__Source material__:
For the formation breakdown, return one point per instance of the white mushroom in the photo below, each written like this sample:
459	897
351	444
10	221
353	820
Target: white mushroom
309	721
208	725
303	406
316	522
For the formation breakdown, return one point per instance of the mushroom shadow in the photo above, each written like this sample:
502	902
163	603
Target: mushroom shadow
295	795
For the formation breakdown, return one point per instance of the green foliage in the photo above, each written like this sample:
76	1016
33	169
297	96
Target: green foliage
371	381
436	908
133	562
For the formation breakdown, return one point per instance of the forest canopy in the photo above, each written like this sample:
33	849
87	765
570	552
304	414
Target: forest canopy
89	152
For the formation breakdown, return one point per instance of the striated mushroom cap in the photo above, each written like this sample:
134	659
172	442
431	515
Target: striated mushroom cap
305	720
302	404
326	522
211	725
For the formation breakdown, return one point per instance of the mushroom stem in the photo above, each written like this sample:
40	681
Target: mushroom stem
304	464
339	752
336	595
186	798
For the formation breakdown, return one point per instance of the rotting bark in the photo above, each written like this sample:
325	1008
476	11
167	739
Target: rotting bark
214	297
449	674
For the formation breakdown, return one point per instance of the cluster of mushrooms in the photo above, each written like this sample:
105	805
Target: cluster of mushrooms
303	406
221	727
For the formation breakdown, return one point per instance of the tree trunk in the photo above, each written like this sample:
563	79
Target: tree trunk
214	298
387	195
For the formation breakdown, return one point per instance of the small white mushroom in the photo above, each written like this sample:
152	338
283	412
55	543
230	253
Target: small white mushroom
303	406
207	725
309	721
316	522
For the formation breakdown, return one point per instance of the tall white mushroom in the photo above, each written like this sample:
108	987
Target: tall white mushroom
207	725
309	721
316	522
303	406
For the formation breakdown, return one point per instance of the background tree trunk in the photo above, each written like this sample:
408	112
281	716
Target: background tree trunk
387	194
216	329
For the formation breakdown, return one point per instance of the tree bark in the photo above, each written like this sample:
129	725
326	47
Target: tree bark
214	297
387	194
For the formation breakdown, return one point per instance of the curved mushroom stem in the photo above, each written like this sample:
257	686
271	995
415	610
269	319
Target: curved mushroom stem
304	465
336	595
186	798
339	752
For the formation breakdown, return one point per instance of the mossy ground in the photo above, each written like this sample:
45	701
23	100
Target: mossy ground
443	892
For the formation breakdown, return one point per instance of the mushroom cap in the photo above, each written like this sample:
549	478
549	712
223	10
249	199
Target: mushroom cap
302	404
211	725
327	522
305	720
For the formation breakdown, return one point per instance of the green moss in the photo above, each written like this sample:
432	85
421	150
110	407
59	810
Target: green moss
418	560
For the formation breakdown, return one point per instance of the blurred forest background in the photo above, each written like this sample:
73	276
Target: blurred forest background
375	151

--

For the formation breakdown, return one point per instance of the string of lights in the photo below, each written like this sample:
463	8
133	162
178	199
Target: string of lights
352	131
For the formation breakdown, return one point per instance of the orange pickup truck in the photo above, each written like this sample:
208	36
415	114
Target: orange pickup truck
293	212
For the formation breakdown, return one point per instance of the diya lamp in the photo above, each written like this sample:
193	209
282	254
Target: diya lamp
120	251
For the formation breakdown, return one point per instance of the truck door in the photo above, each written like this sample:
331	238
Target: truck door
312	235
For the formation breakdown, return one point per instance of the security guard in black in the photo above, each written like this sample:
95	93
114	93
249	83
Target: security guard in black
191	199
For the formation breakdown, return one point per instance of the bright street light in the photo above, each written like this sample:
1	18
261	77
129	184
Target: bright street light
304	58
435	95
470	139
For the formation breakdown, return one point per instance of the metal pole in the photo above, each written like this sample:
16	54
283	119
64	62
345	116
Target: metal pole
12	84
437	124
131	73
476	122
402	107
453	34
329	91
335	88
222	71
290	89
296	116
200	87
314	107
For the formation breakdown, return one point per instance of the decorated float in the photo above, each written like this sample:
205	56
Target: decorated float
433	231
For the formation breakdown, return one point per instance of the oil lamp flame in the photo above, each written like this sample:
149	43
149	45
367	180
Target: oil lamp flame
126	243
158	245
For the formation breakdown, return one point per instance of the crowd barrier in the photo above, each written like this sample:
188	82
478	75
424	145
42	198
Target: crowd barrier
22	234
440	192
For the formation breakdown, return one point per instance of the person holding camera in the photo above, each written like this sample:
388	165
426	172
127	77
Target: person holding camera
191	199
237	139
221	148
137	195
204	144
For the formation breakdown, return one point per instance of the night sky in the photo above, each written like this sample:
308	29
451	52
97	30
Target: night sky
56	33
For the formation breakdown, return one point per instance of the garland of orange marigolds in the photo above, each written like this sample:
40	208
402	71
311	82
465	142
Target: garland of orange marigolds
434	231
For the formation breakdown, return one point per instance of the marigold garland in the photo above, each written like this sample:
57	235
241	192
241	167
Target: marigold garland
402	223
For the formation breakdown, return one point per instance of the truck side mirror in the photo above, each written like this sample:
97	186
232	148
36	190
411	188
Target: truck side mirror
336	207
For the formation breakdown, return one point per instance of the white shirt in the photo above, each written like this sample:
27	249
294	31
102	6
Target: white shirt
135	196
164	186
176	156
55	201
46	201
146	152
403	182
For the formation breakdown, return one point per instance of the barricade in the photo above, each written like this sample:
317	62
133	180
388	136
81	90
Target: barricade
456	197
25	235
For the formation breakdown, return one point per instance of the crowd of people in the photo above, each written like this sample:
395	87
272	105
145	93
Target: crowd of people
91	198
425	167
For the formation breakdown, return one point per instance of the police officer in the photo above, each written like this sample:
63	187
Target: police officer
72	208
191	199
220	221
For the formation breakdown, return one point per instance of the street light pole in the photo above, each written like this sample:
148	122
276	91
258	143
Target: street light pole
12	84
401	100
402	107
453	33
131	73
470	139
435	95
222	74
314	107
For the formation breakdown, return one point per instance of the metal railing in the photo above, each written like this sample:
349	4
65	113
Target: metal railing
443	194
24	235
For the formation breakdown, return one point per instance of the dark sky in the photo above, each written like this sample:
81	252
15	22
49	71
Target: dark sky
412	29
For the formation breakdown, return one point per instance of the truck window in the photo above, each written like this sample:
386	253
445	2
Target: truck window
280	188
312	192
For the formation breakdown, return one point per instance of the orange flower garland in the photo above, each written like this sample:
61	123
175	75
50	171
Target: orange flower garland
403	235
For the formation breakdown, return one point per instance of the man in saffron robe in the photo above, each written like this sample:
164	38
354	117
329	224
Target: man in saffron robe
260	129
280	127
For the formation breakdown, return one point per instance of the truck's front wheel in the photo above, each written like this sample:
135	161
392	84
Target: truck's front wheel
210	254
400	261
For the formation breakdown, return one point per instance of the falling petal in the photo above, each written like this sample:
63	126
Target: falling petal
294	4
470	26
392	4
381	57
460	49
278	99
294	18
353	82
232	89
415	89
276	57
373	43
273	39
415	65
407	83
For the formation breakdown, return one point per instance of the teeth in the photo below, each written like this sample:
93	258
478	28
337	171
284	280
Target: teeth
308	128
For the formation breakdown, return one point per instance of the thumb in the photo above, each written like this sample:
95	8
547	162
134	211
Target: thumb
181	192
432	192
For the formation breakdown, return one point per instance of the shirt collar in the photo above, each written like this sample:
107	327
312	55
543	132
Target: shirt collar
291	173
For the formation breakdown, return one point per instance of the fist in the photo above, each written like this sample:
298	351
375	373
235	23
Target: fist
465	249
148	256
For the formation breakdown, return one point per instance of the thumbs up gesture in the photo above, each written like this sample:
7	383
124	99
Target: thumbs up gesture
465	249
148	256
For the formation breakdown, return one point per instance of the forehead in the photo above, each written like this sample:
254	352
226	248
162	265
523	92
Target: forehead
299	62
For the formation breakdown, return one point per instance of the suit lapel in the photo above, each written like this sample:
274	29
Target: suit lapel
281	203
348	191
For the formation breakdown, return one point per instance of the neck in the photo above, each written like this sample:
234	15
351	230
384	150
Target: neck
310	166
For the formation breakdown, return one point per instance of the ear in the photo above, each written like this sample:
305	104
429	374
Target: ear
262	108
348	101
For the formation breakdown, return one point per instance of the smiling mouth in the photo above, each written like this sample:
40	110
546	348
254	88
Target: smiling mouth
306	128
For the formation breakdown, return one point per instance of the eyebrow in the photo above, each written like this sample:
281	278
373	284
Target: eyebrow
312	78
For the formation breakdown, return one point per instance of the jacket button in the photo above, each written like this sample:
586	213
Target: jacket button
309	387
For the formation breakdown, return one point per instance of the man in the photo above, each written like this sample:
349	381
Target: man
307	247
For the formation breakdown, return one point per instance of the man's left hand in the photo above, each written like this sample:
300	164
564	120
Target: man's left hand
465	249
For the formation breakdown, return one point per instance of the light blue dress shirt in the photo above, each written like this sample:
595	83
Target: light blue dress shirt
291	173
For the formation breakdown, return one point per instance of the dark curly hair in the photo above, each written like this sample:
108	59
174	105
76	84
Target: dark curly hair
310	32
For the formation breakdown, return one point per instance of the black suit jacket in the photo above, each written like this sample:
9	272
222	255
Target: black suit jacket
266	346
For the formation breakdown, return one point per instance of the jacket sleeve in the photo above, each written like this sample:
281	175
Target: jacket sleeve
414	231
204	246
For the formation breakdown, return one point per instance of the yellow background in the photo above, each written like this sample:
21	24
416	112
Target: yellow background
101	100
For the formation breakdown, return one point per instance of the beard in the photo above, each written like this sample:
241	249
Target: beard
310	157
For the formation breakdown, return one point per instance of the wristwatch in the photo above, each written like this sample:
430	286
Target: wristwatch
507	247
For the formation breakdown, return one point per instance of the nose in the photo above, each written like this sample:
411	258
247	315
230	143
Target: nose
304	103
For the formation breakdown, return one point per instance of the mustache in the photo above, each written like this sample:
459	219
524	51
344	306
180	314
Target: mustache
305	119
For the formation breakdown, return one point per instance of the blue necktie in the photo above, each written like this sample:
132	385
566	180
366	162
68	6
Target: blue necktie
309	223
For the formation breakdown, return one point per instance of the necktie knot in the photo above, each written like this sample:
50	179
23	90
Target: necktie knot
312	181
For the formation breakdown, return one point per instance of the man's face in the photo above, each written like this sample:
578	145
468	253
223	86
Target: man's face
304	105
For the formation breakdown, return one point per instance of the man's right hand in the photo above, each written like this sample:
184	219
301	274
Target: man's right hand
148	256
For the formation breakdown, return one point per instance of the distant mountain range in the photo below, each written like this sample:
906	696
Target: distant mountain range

* * *

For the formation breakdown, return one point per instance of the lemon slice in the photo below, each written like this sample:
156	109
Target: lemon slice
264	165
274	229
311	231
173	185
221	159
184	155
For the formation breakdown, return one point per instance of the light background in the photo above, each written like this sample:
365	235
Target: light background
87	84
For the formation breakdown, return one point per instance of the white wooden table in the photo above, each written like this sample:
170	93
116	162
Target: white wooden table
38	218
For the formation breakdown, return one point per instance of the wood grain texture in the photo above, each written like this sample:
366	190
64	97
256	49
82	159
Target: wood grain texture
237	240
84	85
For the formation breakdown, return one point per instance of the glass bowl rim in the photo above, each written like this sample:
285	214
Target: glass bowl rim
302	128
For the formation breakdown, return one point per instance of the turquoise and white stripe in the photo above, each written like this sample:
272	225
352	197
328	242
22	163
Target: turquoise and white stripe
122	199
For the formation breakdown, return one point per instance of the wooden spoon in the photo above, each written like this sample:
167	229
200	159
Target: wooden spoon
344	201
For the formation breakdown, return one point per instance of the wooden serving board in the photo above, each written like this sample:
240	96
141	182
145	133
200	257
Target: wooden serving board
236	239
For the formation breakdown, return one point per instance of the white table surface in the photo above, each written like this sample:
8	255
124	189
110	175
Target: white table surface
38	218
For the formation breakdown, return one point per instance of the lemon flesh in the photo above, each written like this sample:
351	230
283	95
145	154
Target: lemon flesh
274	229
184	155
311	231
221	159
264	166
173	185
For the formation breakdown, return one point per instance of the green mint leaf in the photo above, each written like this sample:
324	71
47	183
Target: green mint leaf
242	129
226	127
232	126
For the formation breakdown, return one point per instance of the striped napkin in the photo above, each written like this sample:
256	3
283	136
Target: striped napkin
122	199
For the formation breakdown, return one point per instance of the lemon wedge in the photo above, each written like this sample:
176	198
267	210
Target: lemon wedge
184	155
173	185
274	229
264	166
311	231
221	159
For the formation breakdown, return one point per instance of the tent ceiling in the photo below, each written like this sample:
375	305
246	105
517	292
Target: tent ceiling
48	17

__What the task requires__: Copy down each line in the entries that has the word "distant".

__Answer section__:
For the formation breakdown, return one point per instance of the distant mountain range in the photo below, each written like this sample:
Target: distant mountain range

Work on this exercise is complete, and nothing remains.